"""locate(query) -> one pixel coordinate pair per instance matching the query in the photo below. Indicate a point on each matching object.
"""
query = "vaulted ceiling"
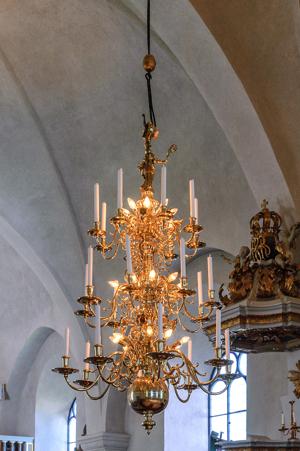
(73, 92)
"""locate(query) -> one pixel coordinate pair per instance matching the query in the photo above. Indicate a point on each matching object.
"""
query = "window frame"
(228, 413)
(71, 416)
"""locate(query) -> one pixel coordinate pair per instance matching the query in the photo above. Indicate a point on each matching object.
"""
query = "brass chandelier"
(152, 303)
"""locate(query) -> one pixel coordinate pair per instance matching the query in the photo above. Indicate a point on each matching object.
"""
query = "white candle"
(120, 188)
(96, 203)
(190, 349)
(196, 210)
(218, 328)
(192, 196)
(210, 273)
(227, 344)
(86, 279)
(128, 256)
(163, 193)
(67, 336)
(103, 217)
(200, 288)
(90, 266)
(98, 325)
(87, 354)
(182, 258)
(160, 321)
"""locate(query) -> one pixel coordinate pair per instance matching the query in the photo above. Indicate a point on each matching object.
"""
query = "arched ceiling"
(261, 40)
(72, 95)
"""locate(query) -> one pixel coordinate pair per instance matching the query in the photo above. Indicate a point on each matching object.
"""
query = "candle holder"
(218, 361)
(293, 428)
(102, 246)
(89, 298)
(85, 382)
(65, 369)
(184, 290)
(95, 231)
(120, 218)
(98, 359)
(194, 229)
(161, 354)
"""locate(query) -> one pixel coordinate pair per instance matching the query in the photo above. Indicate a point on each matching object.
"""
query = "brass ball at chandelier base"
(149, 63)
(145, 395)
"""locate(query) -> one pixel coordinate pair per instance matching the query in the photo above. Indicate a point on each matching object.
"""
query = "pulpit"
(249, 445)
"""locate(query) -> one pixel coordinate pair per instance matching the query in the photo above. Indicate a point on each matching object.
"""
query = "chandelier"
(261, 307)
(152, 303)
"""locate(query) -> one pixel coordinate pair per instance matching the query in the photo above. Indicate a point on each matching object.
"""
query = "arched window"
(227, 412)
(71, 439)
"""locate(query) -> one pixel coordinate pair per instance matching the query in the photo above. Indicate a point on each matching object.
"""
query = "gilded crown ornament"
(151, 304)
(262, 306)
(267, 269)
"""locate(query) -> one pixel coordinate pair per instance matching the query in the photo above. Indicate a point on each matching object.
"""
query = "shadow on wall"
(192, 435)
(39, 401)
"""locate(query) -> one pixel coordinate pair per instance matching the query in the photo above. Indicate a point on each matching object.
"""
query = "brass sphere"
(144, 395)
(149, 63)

============================================================

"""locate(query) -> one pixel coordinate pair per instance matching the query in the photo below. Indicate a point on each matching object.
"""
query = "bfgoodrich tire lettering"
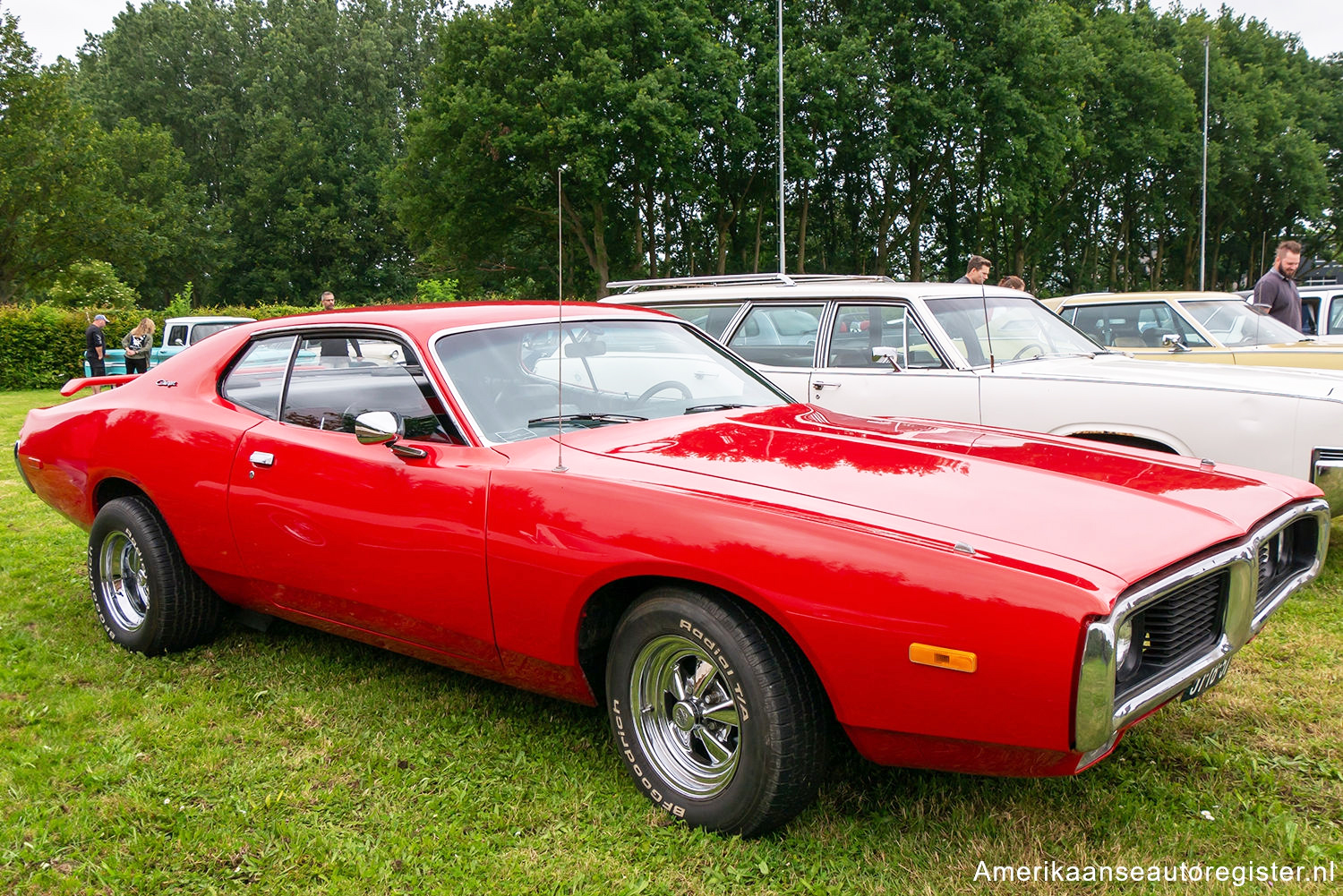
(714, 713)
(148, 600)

============================================================

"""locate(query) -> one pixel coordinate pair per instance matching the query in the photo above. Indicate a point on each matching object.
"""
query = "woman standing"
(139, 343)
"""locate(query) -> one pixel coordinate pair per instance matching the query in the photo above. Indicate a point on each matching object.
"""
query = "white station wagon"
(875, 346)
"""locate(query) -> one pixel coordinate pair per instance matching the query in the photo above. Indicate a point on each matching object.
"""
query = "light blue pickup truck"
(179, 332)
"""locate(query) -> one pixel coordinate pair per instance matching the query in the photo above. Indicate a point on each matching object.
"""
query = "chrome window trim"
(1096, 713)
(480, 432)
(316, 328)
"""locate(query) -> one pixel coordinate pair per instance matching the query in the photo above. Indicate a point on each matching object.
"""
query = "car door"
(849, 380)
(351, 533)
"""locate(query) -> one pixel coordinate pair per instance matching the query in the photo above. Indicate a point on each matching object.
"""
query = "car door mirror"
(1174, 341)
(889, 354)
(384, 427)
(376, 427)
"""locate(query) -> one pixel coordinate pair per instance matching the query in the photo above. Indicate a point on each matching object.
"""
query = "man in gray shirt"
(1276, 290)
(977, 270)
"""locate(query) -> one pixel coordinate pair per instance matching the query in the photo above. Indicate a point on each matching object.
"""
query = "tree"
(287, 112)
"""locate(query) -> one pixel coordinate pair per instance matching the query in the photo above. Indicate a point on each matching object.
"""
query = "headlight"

============================================================

> [WHAT THE TASK ASKS] Please list every line of the entries above that contains the string "window", copying each line in full. Treat uppercase and lowercase as different.

> [RESPONSE]
query = "window frame"
query = "arched window"
query = "chrome window trim"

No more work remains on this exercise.